> **What to work on**:
a - Reproduce the financial power of attorney article word for word, everything from "For most people, a" down to "you become incapacitated.".
b - Write the next part of the financial power of attorney article, starting right after its final sentence.

> **Extract provided**:
....................
Hopefully, you’ll always be able to handle your own assets and finances. If, however, you became incapacitated, how would your assets and finances be managed? What about your home? Your IRA? Your bank accounts? Depositing your checks? Arranging and paying for home care? Paying your bills? Filing and paying your taxes?
For most people, a financial power of attorney can be a very important tool for answering these questions. Financial powers of attorney come with many different titles, like “general power of attorney” and “power of attorney for asset and property management.” The title doesn’t matter very much. We like to call it a “durable power of attorney for financial matters” (DPAFM). In this article, we share what we think are the most important things you should know about the DPAFM. This article reflects the powers of attorney provisions of the California statutes; the statutes allow individualized DPAFM language to override the statutes at times.
The Basics
A DPAFM is a legal document. In it, you name another person (usually a trusted family member or friend) to handle financial affairs on your behalf, if you become incapacitated.
The individual who signs the DPAFM is called the “Principal,” and the individual authorized to act on the Principal’s behalf is called the “Attorney-in-Fact” or “Agent.” Giving the Agent the power to act on the Principal’s behalf does not take away the Principal’s power to act. The Principal retains power over his or her assets as long as the Principal continues to have the mental capacity to handle his or her own affairs.
To use a power of attorney in incapacity planning, it must be made “durable.” Being durable means that it will remain in effect if the Principal becomes incapacitated. To be durable, a financial power of attorney must include one of the following,
- The statement that “this power of attorney shall not be affected by subsequent incapacity of the principal” or
- The statement that “this power of attorney shall become effective upon the incapacity of the principal” or
- Similar language stating the Principal’s intent that the Agent will have authority under the power of attorney even if the Principal becomes incapacitated.
....................
> **Records**:
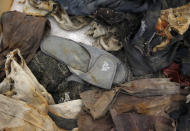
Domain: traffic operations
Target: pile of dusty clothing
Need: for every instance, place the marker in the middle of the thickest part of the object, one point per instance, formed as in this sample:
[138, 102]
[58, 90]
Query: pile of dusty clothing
[134, 76]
....................
> **Answers for the exercise**:
a -
For most people, a financial power of attorney can be a very important tool for answering these questions. Financial powers of attorney come with many different titles, like “general power of attorney” and “power of attorney for asset and property management.” The title doesn’t matter very much. We like to call it a “durable power of attorney for financial matters” (DPAFM). In this article, we share what we think are the most important things you should know about the DPAFM. This article reflects the powers of attorney provisions of the California statutes; the statutes allow individualized DPAFM language to override the statutes at times.
The Basics
A DPAFM is a legal document. In it, you name another person (usually a trusted family member or friend) to handle financial affairs on your behalf, if you become incapacitated.

b -
- If a power of attorney is not durable, the Agent’s power to act for the Principal would end just at the time when the Principal is no longer able to manage his or her own affairs.
Powers Given to the Agent
A DPAFM can be general or limited. A general DPAFM gives the Agent broad powers to act on the Principal’s behalf; a limited DPAFM grants the Agent the power to act only in certain circumstances or for a certain period of time.
There are certain acts that an Agent may not take unless they are explicitly authorized in the DPAFM. For example, the Agent may not make gifts or make a loan to the Agent unless those powers are expressly stated in the DPAFM. The Agent may not amend or revoke the Principal’s living trust, unless the DPAFM expressly states that power. The Principal should be sure that the DPAFM clearly grants all of the powers desired to be given to the Agent.
The DPAFM gives the Agent the right to deal with assets owned by the Principal at the time the power of attorney becomes effective, and (unless the DPAFM provides otherwise) with assets the Principal acquires in the future.
DPAFMs and Living Trusts
In general, a person who has a living trust should also have a DPAFM. If you create a living trust and become incapacitated, your successor trustee will manage the trust assets on your behalf. Assets not owned by the trust (for example, IRAs) would be managed under the DPAFM.
Note that, if you provide in your DPAFM that your Agent may amend or revoke your living trust, you need to include a similar provision in your living trust.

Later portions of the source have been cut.